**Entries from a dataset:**
## BEGIN

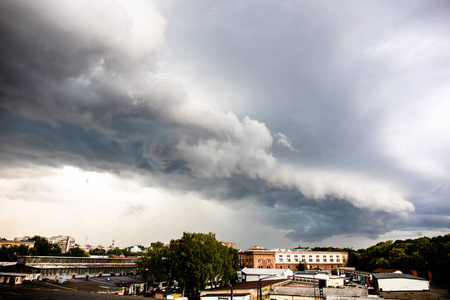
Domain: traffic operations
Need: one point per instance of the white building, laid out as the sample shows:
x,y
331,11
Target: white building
x,y
390,282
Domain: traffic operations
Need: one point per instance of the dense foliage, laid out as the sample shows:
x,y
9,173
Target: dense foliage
x,y
193,261
422,255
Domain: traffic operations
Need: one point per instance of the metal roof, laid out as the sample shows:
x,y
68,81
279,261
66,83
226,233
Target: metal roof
x,y
396,276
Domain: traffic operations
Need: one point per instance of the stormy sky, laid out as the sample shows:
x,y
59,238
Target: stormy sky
x,y
270,123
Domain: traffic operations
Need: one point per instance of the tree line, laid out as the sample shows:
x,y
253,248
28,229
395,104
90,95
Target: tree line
x,y
195,260
422,255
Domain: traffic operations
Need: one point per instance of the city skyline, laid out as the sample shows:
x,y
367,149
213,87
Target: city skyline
x,y
272,124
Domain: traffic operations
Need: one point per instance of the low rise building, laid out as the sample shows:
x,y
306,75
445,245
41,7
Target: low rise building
x,y
391,282
254,274
9,243
258,257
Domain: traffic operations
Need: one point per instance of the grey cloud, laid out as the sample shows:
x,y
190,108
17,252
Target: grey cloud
x,y
75,97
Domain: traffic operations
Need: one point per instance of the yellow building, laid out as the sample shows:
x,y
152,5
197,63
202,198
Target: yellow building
x,y
7,243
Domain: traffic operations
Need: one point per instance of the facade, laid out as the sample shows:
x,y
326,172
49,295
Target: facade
x,y
257,259
7,243
252,274
65,242
314,260
229,244
277,259
55,266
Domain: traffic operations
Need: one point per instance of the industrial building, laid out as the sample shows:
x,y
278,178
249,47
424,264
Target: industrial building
x,y
392,282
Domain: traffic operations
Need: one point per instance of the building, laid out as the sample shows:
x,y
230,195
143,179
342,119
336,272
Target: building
x,y
136,248
254,274
8,243
262,259
314,260
282,289
258,257
65,242
229,244
393,282
52,267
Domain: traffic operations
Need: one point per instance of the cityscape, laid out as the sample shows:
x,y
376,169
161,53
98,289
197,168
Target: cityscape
x,y
224,150
198,265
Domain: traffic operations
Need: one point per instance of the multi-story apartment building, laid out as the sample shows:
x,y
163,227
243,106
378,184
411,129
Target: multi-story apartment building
x,y
288,259
313,259
264,259
65,242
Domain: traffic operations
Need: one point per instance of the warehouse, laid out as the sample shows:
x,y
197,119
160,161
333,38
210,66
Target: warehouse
x,y
390,282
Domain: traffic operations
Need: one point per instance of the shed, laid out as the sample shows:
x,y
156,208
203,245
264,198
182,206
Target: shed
x,y
390,282
255,274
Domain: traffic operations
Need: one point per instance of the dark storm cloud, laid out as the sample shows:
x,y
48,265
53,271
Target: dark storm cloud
x,y
91,96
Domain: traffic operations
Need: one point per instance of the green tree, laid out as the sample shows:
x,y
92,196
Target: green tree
x,y
302,266
76,252
42,247
155,264
194,260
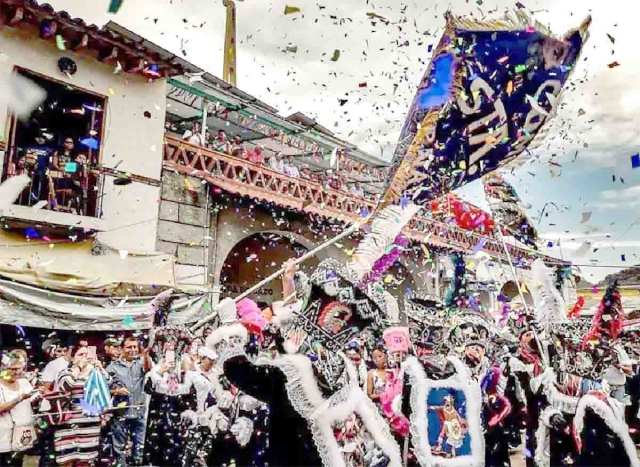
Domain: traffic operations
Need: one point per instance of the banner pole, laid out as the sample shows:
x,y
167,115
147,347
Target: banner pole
x,y
524,303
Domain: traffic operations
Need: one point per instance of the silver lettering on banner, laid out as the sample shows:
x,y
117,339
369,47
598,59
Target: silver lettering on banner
x,y
501,131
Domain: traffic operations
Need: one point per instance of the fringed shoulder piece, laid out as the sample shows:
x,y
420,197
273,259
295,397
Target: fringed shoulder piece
x,y
614,421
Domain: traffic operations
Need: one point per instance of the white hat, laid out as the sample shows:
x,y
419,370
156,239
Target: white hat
x,y
206,352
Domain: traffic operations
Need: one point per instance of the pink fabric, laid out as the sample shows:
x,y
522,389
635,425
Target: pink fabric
x,y
393,389
246,307
396,339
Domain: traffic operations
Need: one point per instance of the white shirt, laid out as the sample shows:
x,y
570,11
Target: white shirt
x,y
202,382
53,369
291,170
193,138
357,191
275,164
20,415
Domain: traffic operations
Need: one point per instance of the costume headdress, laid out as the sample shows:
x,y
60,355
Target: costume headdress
x,y
396,339
550,306
339,303
471,328
428,326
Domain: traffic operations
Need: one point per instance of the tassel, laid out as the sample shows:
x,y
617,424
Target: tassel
x,y
577,308
161,306
11,189
611,308
457,296
550,307
386,261
385,228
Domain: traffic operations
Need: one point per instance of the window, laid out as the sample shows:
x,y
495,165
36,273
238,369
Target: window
x,y
57,147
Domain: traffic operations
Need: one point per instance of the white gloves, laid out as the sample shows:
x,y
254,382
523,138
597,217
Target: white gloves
x,y
242,429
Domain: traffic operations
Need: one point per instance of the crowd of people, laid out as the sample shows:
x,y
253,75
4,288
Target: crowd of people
x,y
240,392
59,174
330,179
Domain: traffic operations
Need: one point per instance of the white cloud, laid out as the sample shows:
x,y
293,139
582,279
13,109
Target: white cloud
x,y
571,245
622,194
572,235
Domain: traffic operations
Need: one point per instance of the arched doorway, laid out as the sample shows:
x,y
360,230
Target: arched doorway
x,y
510,291
257,257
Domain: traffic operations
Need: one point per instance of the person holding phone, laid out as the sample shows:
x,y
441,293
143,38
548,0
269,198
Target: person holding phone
x,y
171,395
77,424
17,429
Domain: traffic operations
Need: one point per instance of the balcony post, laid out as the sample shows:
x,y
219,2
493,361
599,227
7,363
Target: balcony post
x,y
204,121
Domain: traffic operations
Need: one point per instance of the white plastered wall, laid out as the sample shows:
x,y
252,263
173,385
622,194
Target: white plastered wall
x,y
130,141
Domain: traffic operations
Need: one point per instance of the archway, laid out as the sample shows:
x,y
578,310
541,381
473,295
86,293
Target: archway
x,y
256,257
510,291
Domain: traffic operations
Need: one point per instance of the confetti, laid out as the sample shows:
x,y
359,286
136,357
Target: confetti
x,y
60,42
289,10
115,5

## END

**What to produce:** Will you restate every entry word for word and omit the images?

**Solution below:**
Domain: traffic operations
Need: one point per instance of the white building, laid out as the sample shows:
x,y
331,11
Target: white building
x,y
390,282
Domain: traffic operations
Need: one point per instance of the dense foliage, laid out as the sample shows:
x,y
9,173
Target: dense foliage
x,y
193,261
422,255
Domain: traffic operations
Need: one point per instance of the metal roof, laid out as the sample shows:
x,y
68,81
279,261
66,83
226,233
Target: metal roof
x,y
396,276
Domain: traffic operations
Need: one point per instance of the stormy sky, laid out as the sample shows:
x,y
59,238
Target: stormy sky
x,y
270,123
Domain: traffic operations
Need: one point per instance of the tree line, laid out as the sample shows:
x,y
253,248
28,229
395,104
90,95
Target: tree line
x,y
195,260
422,255
Domain: traffic operations
Need: one point per instance of the city skyline, laid out as the sample shows:
x,y
367,149
213,87
Target: city skyline
x,y
272,124
Domain: traffic operations
Need: one point per instance of the low rise building, laid out as the sample shows:
x,y
306,75
445,245
41,7
Target: low rise building
x,y
391,282
254,274
9,243
258,257
Domain: traffic operations
Need: one point per instance of the grey cloud, laid out as the sample shows:
x,y
190,108
17,252
Target: grey cloud
x,y
75,97
Domain: traffic operations
Need: one point per instance of the yellow building, laid out as the sample shows:
x,y
152,5
197,63
202,198
Target: yellow building
x,y
7,243
Domain: traffic operations
Need: one point per instance of the facade, laid out as the sample shows:
x,y
326,172
49,295
Target: facade
x,y
257,259
7,243
252,274
65,242
314,260
229,244
277,259
55,266
Domain: traffic operations
Need: one point per instance of the industrial building, laid out as the sample shows:
x,y
278,178
249,47
424,264
Target: industrial building
x,y
392,282
Domain: traffic operations
Need: one point per instance of the building, laid out as the sample shows:
x,y
230,195
143,179
342,119
336,272
Target: building
x,y
136,248
254,274
8,243
262,259
314,260
282,289
258,257
65,242
229,244
393,282
52,267
Domain: traffic operations
Need: one point per instance of the cityscape, laid out as the sample shows:
x,y
376,169
161,53
98,289
197,168
Target: cityscape
x,y
224,150
198,265
Domain: traffic operations
Need: one point per instance of the multi-story apartment building, laid out as the sample shows:
x,y
163,227
243,106
378,184
411,129
Target: multi-story apartment building
x,y
288,259
313,259
264,259
65,242
Domain: traffic operations
Need: one point per instance of the warehouse, laid out as the sample shows:
x,y
197,119
160,161
333,38
210,66
Target: warehouse
x,y
390,282
Domain: traffic operations
Need: one point per instance of the shed, laid out as the sample shows:
x,y
156,208
203,245
264,198
182,206
Target: shed
x,y
390,282
255,274
Domain: traffic operations
Need: one point per instance of the dark storm cloud, laid out as the sample shows:
x,y
48,265
53,271
Target: dark storm cloud
x,y
91,96
Domain: traffic operations
Need: one point per instance of the green tree, laid out as the sample shows:
x,y
92,196
Target: green tree
x,y
302,266
76,252
42,247
155,264
194,260
Domain: traffic operations
Need: one point per instance of the banner pole, laid out as the sample shows:
x,y
167,115
147,347
Target: banner pole
x,y
524,303
Domain: traffic operations
Need: one point per instance of the silver lettering on banner, laid out as the sample shows:
x,y
117,339
369,47
598,59
Target: silver lettering on banner
x,y
501,131
Domain: traffic operations
Need: one point per instance of the fringed shoulder piece, laid out as the sample shows:
x,y
420,197
273,259
295,397
Target: fringed shoulder piece
x,y
614,421
Domain: traffic operations
Need: one point per instance of the white hat, laid out as the sample shows:
x,y
419,370
156,239
Target: white hat
x,y
206,352
Domain: traffic operations
Need: one point per instance of the pink fabric, laid out as the sample shows:
x,y
522,389
635,425
Target: pink fabric
x,y
393,389
246,307
396,339
Domain: traffic operations
Need: one point per instance of the white shirt, laid out as the sample shows:
x,y
570,11
Target: white shirt
x,y
202,382
53,369
291,170
193,138
357,191
275,164
20,415
Domain: traffic operations
Need: one point per instance of the costume headdress, laid out as the sample shows:
x,y
60,355
Target: costume headdress
x,y
396,339
550,306
339,303
471,328
428,326
Domain: traffic operations
Need: one point per instance of the tassel, laid out as the sample shows:
x,y
617,424
Target: tassel
x,y
577,308
161,306
11,189
611,308
457,296
550,307
386,261
385,228
Domain: traffic operations
Need: one point per instance of the window, laid out as the sample shows:
x,y
495,165
36,273
238,369
Target: window
x,y
57,147
Domain: traffic operations
Need: one point per instance of the white gloves, laid out as the sample shows:
x,y
254,382
523,138
597,217
Target: white gloves
x,y
242,429
Domain: traffic operations
Need: one point per instance of the crowd of people, laid out as the sample shows:
x,y
253,75
4,288
Target: crowd of people
x,y
240,392
59,174
330,179
Domain: traffic operations
Need: one point per instance of the white cloud, laid out as the sample shows:
x,y
293,139
582,279
13,109
Target: white cloud
x,y
571,245
622,194
572,235
Domain: traffic operations
Need: one point per instance of the arched doorway, laid out as the sample shows:
x,y
360,230
Target: arched doorway
x,y
510,291
257,257
Domain: traffic operations
Need: one point per instance of the person holding phone, laid out as the sample shows:
x,y
441,293
143,38
548,0
269,198
Target: person holding phone
x,y
171,395
77,424
17,429
Domain: traffic operations
Need: one point per instance of the balcony post, laid out as the sample shows:
x,y
219,2
493,361
599,227
7,363
Target: balcony post
x,y
204,121
Domain: traffic operations
Need: one point per instance of the white plastered wall, laid out as the sample shows:
x,y
252,263
173,385
622,194
Target: white plastered wall
x,y
130,141
Domain: traffic operations
Need: one point per instance of the archway, laid out as the sample shows:
x,y
578,310
541,381
473,295
86,293
Target: archway
x,y
256,257
510,291
Domain: traffic operations
Need: one point per instance of the confetti, laid out as the sample shows:
x,y
359,286
136,357
Target: confetti
x,y
60,42
289,10
115,5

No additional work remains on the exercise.